Prompt 1 = In the passage on Latin American military dictatorships, in what year was the Mothers of Plaza de Mayo founded?
Prompt 2 = State how many lines of the records contain the word "plant", giving only the number.

Quoted passage =
***
Parte del legado de las dictaduras militares latinoamericanas de los años 70 y 80 apo-yadas por los Estados Unidos es la carencia de pruebas documentales acerca de las vidas de miles de militantes políticos, intelectuales, líderes sindicales y gente común que fueron torturados y desaparecidos por sus propios gobiernos. En la Argentina, la gente ha tratado de lidiar con estos horribles hechos del pasado por medio de una variedad de formas que no son ni estáticas ni unívocas. El proceso dinámico de construir la memoria está influenciado por los debates políticos en curso, las cambiantes dinámicas de poder, los mercados globales, los movimientos sociales y una gama de otros factores tales como las políticas judiciales. Los espacios de la memoria y los museos creados en antiguos centros de tortura y desapariciones clandestinos como el ESMA y el Olimpo ponen de manifiesto una política de la verdad que de forma visual actúa en contra de una historia del silencio guiada por la impunidad y la redefine.
Keywords
From time to time, that “other” country—of the missing, of complicit silence, of demented militarism—becomes agitated. We know that it feels imprisoned in this democratic Argentina . . . a traitor to its own mission. Remember well those years during which that “other” Argentina acted with absolute freedom, torturing and killing anyone whose presence it found irritating. “That” Argentina dreams of coming back.
In the years since the U.S.-backed Latin American military dictatorships of the 1970s and 1980s, victims, historians, and activists have confronted a lack of documentary evidence about the lives of the thousands of political activists, intellectuals, union leaders, and ordinary people who were tortured and disappeared by their own governments, many of them working together in a secret alliance known as Operation Condor (Dinges, 2005). The numbers of disappeared in Chile, Uruguay, Paraguay, Bolivia, Brazil, and Argentina during these years run into the tens of thousands. In Chile alone, around 3,200 deaths have been documented, and the number of political exiles is at least 200,000 (Wright and Zúñiga, 2007). In Argentina the number of people who disappeared between 1976 and 1983 is estimated at around 30,000 according to human rights associations such as Amnesty International and the Mothers of Plaza de Mayo, an organization founded at the height of the dictatorship (in 1977) by mothers in search of their missing children and currently dedicated to recovering the remains of the disappeared and prosecuting military personnel responsible for committing atrocities. 1
In the United States during the Clinton administration, thousands of pages of classified CIA documents about secret operations during these years were released to the public under a controversial order issued by Madeleine Albright. The release of these documents resulted in a watershed moment in the history of archives about state-sponsored terror (Dinges, 2005). A wider public now had access to a history of illegal detention, torture, killing, and child appropriation that many in Latin America had known about for a long time. The rich interaction made possible by this archive of declassified military documents, along with decades of activism and thousands of hours of trial testimonies (Kaiser, 2015; Stern, 2004; Thomas, 2009), has offered an unprecedented opportunity for many to analyze what has been called Latin America’s Holocaust in all of its complexity.
***
Records for this exercise =
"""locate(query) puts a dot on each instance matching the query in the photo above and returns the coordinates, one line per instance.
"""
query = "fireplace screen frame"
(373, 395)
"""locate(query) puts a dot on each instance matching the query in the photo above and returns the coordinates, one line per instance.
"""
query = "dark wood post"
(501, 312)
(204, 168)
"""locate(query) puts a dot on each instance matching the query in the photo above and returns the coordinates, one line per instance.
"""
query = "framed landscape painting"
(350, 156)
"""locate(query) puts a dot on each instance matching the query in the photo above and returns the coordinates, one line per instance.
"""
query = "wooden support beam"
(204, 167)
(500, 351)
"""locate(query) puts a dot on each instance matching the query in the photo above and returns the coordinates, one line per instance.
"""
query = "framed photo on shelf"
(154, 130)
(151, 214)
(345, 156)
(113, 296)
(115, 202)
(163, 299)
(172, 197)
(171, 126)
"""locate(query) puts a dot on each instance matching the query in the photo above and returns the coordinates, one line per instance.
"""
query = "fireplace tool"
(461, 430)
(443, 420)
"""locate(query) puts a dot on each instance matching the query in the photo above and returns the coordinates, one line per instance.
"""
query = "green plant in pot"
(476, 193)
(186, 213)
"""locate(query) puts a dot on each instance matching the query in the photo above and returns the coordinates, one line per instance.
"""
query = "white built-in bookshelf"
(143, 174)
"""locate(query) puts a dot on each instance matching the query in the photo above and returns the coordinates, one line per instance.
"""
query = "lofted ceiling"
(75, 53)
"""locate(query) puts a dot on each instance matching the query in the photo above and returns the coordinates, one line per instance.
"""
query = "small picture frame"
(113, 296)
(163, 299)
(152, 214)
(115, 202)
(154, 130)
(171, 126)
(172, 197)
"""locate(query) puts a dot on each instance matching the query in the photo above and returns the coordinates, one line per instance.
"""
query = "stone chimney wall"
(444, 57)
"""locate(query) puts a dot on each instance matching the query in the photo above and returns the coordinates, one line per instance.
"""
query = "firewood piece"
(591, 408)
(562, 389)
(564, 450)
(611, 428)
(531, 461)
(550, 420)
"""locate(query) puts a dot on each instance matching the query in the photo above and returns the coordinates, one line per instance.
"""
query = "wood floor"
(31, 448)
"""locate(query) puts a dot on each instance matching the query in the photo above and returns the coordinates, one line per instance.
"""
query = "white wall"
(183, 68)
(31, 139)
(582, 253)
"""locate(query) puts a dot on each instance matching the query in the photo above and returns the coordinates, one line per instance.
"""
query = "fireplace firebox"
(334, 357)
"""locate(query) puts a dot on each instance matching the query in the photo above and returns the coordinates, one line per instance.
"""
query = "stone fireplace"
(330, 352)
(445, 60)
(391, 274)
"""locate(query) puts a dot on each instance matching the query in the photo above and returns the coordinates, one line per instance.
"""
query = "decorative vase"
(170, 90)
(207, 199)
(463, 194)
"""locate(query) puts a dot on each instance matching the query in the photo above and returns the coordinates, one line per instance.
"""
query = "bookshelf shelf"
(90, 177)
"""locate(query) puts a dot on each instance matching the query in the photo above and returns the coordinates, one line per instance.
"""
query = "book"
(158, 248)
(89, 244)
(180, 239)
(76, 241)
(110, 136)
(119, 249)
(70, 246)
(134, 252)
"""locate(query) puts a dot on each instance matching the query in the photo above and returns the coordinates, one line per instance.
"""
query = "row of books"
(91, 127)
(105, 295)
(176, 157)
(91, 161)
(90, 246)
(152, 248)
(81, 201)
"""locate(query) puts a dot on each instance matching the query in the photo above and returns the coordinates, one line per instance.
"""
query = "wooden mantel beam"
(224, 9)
***
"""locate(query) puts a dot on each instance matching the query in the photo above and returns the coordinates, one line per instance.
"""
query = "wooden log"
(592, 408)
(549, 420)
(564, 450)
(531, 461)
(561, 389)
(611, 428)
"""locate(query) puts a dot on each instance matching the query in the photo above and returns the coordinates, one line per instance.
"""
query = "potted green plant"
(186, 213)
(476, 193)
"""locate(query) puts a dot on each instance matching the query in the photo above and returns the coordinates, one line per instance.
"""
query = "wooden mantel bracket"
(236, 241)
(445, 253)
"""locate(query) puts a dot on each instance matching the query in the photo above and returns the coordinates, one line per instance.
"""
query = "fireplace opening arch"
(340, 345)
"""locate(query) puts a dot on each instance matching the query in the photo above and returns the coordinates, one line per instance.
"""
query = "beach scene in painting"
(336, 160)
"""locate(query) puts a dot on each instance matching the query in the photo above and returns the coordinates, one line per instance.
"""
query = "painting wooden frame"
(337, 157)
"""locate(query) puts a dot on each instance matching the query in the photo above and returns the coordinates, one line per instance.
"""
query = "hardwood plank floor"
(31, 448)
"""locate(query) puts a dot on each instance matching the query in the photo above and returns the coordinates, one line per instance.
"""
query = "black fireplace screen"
***
Task answer 1 = 1977

Task answer 2 = 2